▶ LES CONSIGNES
1) D'après le texte sur la culture des morilles, combien d'années de suite peut-on cultiver au même endroit ?
2) Poursuivez le texte sur la culture des morilles juste après sa dernière phrase.

▶ TEXTE PRÉSENTÉ
▬▬▬▬▬▬

J'ai passé cinq années à éplucher la bibliographie et faire divers essais de culture en jardin avec plus ou moins de succès. J'ai été contacté et ai échangé avec un certain nombre de cultivateurs. J'ai parfois eu la chance d'observer leur mode de culture sur site. J'ai vu les recettes les mieux gardées. Nous avons échangé des souches, des pratiques culturales et des canons de rouge, certains cultivateurs ont même testé avec plus ou moins de succès des souches isolées par mes soins. Voici mes conclusions :
- La culture des morilles demande un alignement des planètes assez précis (plus ou moins contrôlable mais plutôt moins que plus) concernant la souche, la terre, la date de semis, le climat hivernal, les pluies printanières et les contaminants. Ces points ont été abordés en longueur sur ce blog et je ne reviendrai pas dessus. La moindre erreur de culture ou le moindre aléa climatique (paramètre totalement incontrôlable) sont sanctionnés par une absence de récolte. Même une colonisation parfaite du sol et des ENB (ou d'un de leurs substituts), un blanchiment massif et une bonne humidification au printemps peuvent donner un flop total, pour la raison qui suit (et probablement d'autres).
- La culture n'est possible que 2-3 ans consécutifs sur le même emplacement, y compris en comptant les années de culture qui ont échoué. Je pensais initialement à un épuisement du sol en une ressource quelconque, je pense maintenant plus à un métabolite assez stable chimiquement qui s'accumule, ou tout simplement des contaminants devenant rapidement incontrôlables (par exemple à cause d'une modification irréversible de la flore bactérienne du sol dont le mycélium se nourrit activement). Quelles que soient les raisons, la fructification à un même emplacement est inhibée au bout de quelques années. Le renouvellement partiel du sol et les amendements divers et variés ne changent pas la donne. La morille du clade elata n'est pas une espèce pionnière pour rien ! Le scénario type chez les cultivateurs en serre est celui-ci: première année culture avec faible maîtrise du procédé et récolte notable car le sol est "propre". Deuxième année sol encore acceptable et bonne maîtrise du procédé, bonne récolte. Troisième année et suivantes: plus rien ou quelques rares morilles isolées et infestées de moisissures quels que soient les efforts fournis et la qualité du semis. La culture des morilles est donc une culture nomade. Sa réussite ponctuelle en serre (possible et avérée) ne rendra les échecs inévitables des années suivantes que plus frustrants. Ceci n'est pas contradictoire avec la présence naturelle de places à morilles de clade elata "rémanentes". En mettant de côté le fait que je n'ai jamais observé de pousses dans la nature exactement deux fois au même endroit en 20 ans (mais oublions ce léger détail), on ne parle tout simplement pas ici de la même quantité de mycélium dans le sol, ni de la même dégradation de l'équilibre bactérien en présence.

▬▬▬▬▬▬

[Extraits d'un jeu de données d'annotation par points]

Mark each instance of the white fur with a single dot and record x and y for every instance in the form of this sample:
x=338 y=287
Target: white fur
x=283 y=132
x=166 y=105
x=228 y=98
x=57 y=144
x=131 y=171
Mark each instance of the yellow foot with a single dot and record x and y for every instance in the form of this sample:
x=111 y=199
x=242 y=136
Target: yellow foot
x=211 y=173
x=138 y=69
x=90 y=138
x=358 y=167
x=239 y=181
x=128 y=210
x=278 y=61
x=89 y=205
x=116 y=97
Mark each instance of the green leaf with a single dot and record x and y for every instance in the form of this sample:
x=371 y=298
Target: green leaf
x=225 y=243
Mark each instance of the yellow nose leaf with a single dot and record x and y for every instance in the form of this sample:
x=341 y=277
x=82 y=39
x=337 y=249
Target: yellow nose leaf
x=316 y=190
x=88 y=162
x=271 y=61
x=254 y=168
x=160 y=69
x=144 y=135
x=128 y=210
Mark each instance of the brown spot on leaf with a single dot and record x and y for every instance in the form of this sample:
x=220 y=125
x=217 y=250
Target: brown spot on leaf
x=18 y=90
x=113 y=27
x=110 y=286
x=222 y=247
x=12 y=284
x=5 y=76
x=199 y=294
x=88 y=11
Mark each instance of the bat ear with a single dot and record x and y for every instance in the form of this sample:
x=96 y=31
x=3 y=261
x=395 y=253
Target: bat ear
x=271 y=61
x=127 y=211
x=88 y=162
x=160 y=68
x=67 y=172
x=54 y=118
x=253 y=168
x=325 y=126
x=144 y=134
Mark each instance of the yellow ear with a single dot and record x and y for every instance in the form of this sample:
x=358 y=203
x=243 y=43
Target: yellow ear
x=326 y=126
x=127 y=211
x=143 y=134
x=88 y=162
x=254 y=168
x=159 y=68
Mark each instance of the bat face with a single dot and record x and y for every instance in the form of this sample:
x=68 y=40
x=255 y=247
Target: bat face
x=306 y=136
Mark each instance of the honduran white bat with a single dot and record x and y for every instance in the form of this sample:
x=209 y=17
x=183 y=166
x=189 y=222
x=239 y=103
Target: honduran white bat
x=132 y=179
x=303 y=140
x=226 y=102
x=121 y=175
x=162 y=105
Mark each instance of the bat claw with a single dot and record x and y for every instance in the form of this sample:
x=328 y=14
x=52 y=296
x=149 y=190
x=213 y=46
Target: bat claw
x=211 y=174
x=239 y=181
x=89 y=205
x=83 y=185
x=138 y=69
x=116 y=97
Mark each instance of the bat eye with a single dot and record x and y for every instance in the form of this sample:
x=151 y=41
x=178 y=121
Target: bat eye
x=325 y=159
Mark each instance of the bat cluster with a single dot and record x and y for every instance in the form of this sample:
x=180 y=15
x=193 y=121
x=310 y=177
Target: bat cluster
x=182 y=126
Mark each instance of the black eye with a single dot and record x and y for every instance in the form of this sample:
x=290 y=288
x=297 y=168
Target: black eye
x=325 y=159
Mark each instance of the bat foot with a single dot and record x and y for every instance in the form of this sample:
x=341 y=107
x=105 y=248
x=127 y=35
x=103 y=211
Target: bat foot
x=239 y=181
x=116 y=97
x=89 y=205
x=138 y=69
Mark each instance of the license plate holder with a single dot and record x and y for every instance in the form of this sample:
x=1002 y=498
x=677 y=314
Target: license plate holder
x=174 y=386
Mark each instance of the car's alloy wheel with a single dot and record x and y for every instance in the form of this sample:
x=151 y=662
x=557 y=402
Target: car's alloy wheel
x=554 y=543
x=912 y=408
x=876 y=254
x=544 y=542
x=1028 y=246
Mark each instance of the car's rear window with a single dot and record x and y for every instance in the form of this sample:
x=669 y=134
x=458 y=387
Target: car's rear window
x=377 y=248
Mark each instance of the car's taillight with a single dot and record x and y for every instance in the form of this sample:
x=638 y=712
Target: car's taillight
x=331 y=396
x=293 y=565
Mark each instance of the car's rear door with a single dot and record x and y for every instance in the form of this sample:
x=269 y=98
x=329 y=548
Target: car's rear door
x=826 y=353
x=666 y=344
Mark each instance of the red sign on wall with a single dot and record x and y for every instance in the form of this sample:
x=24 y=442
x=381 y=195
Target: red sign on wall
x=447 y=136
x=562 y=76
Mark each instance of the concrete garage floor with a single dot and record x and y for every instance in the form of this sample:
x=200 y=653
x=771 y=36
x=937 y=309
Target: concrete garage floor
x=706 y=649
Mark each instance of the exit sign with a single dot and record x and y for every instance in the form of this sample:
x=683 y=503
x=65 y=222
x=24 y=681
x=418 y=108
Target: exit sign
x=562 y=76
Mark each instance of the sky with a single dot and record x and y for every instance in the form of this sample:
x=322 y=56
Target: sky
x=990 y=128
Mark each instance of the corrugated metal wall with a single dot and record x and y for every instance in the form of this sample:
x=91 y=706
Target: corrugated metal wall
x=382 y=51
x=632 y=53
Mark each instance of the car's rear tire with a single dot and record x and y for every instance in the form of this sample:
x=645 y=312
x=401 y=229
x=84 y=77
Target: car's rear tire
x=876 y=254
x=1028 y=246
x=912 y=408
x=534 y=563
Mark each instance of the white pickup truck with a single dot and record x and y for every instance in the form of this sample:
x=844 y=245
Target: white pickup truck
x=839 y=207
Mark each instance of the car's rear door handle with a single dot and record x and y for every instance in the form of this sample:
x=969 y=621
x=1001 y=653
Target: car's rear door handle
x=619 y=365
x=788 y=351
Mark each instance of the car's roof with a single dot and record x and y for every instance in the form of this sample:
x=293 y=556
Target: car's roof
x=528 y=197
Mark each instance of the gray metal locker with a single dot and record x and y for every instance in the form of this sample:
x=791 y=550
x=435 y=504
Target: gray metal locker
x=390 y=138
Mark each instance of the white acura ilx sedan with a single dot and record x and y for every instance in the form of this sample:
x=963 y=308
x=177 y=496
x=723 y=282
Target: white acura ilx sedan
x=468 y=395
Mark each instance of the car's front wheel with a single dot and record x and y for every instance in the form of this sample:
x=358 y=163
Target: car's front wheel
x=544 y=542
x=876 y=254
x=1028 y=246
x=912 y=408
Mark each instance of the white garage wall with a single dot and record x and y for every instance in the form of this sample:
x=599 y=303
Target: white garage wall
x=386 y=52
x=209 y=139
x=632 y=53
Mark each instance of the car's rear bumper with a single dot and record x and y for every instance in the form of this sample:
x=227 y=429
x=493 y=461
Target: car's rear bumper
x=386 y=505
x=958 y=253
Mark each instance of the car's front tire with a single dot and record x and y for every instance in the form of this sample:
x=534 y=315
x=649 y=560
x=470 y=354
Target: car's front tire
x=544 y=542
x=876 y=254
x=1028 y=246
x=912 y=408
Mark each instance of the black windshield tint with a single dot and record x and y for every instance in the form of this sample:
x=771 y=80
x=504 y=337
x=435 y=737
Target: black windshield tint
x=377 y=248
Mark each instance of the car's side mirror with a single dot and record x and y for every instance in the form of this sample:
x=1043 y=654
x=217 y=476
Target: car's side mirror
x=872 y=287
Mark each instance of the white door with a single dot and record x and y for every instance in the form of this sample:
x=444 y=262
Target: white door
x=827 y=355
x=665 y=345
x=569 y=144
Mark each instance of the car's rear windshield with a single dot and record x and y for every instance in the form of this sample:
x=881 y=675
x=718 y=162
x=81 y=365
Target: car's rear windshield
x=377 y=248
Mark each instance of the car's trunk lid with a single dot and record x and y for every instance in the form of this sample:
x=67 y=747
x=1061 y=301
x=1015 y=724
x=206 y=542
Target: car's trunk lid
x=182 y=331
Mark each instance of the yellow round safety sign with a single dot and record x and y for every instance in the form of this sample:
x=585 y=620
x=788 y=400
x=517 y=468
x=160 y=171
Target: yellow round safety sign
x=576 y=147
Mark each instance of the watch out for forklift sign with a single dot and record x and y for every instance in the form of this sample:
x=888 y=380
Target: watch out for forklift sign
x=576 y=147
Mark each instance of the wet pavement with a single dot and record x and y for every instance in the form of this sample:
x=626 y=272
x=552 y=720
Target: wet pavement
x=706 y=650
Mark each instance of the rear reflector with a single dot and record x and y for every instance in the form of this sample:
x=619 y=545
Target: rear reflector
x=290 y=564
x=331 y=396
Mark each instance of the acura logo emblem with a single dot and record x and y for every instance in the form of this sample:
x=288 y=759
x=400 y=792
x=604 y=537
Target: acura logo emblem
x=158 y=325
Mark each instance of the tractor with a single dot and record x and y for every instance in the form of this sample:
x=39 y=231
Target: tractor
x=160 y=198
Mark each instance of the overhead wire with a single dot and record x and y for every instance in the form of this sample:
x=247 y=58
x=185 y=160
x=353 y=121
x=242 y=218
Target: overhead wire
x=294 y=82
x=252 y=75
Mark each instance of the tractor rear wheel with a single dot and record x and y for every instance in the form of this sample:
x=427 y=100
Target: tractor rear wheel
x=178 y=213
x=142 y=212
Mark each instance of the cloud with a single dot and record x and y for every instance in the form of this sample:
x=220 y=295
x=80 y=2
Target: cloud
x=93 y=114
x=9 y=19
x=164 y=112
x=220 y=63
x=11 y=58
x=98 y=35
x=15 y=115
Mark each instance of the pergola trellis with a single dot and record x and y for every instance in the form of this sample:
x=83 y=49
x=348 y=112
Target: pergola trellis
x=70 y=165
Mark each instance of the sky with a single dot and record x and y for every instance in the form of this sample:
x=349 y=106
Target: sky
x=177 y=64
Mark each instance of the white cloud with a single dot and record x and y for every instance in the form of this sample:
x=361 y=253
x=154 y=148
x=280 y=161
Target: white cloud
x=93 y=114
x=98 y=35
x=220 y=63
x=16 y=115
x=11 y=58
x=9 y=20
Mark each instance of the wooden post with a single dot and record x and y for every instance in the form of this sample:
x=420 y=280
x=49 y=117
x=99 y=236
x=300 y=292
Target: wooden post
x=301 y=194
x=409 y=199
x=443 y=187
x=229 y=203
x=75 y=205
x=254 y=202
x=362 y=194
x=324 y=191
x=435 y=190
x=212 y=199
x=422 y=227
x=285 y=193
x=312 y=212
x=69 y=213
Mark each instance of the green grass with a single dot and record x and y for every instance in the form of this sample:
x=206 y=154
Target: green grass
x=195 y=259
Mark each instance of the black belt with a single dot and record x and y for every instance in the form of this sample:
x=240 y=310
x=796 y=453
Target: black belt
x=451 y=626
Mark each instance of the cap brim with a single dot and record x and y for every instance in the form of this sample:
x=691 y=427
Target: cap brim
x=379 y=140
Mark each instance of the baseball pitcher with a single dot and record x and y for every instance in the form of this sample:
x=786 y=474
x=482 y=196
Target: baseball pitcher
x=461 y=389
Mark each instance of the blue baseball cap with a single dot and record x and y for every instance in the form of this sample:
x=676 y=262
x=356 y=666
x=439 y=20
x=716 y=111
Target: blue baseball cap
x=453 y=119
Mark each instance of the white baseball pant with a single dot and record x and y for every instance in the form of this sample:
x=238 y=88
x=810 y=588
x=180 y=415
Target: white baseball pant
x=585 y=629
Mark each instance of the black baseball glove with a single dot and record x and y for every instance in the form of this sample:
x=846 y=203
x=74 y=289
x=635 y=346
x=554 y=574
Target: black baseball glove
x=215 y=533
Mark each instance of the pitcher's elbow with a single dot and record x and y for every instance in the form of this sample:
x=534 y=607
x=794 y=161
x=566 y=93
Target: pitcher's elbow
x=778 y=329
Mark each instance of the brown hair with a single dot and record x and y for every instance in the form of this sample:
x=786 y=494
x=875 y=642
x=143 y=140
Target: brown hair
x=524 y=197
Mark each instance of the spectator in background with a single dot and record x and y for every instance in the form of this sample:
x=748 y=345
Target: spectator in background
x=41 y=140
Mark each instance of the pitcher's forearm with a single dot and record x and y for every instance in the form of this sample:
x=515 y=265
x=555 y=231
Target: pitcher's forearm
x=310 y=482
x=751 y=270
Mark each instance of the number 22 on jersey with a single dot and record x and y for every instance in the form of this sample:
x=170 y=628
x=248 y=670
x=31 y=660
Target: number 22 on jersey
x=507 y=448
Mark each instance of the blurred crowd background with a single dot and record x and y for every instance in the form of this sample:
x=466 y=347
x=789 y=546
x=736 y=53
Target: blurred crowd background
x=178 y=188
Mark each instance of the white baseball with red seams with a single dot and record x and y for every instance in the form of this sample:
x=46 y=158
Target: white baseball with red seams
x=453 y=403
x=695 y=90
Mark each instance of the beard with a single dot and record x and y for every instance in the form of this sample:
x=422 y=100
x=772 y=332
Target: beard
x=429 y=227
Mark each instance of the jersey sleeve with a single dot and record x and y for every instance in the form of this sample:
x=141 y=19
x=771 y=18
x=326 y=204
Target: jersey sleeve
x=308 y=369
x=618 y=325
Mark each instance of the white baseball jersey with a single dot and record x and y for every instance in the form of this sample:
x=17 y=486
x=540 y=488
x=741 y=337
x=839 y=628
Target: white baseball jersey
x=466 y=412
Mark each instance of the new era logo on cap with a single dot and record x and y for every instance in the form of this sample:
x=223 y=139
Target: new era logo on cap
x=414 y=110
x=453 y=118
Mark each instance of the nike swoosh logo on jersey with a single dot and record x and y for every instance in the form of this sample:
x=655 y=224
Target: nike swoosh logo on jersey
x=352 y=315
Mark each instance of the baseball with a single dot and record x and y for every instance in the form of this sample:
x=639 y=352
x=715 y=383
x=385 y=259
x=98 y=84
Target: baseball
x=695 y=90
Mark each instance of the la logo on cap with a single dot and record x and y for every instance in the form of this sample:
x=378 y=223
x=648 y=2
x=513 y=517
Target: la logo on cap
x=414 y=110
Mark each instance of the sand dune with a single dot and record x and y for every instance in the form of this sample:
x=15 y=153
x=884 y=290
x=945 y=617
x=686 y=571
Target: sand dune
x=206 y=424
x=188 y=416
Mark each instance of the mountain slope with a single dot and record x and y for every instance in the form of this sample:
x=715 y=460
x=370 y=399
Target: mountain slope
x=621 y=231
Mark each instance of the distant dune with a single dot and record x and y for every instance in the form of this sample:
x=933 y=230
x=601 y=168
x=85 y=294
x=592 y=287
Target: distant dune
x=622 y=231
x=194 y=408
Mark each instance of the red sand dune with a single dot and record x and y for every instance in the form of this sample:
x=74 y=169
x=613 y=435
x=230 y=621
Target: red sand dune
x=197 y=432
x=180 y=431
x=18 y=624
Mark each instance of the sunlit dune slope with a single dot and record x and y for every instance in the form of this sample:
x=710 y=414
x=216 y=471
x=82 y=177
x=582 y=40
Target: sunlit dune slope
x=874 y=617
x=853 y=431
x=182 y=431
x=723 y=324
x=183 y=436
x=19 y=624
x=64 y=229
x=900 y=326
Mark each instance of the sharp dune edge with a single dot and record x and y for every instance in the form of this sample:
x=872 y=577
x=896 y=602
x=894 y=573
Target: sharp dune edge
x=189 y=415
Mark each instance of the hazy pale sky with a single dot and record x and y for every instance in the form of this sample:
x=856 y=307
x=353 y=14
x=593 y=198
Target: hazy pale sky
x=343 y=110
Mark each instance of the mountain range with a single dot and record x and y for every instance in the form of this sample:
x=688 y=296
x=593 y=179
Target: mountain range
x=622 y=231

▬▬▬▬▬▬

▶ LES RÉPONSES
1) Deux à trois ans de suite, en comptant aussi les années où la culture a échoué.

2)
- La culture des morilles n'est pas une activité économiquement viable. J'entends par viable le fait de rembourser son investissement, l'achat de mycélium et des entrants, le temps passé sur la culture, la mobilisation du terrain, la mise en conformité des espaces agricoles, etc. La culture à fin de loisir est effectivement possible et plutôt amusante, les récoltes peuvent même être ponctuellement impressionnantes, mais il est impossible de faire le moindre bénéfice net. Au mieux en produisant son mycélium avec du matériel existant, en disposant gratuitement d'une surface de culture différente chaque année et en étant assez tolérant avec le concept de temps libre, la culture peut tout juste ne pas être faite à pertes. Si vous voulez vraiment faire des bénéfices avec la culture des morilles, faites comme pendant la ruée vers l'or, vendez des pelles ! (enfin du mycélium quoi).
- La souche est primordiale: elle doit être fructifère et conservée dans de bonnes conditions de froid et de stérilité après isolement. L'aspect de la souche en boite de pétri ne conditionne pas son caractère fructifère (une souche très vigoureuse et formant des sclérotes en pétri peut être "stérile" in fine en culture). Je n'ai toujours pas compris si les souches pouvaient être conservées d'une année sur l'autre réfrigérées (et repiquées de temps en temps sur une gélose neuve) ou s'il fallait refaire un passage en terre obligatoire, tant les résultats que j'ai eu ont été non reproductibles, que ce soit avec des souches de culture "certifiées" ou des souches sauvages. Attention, une souche fructifère peut également être culinairement décevante, pour rajouter au "fun" de cette culture.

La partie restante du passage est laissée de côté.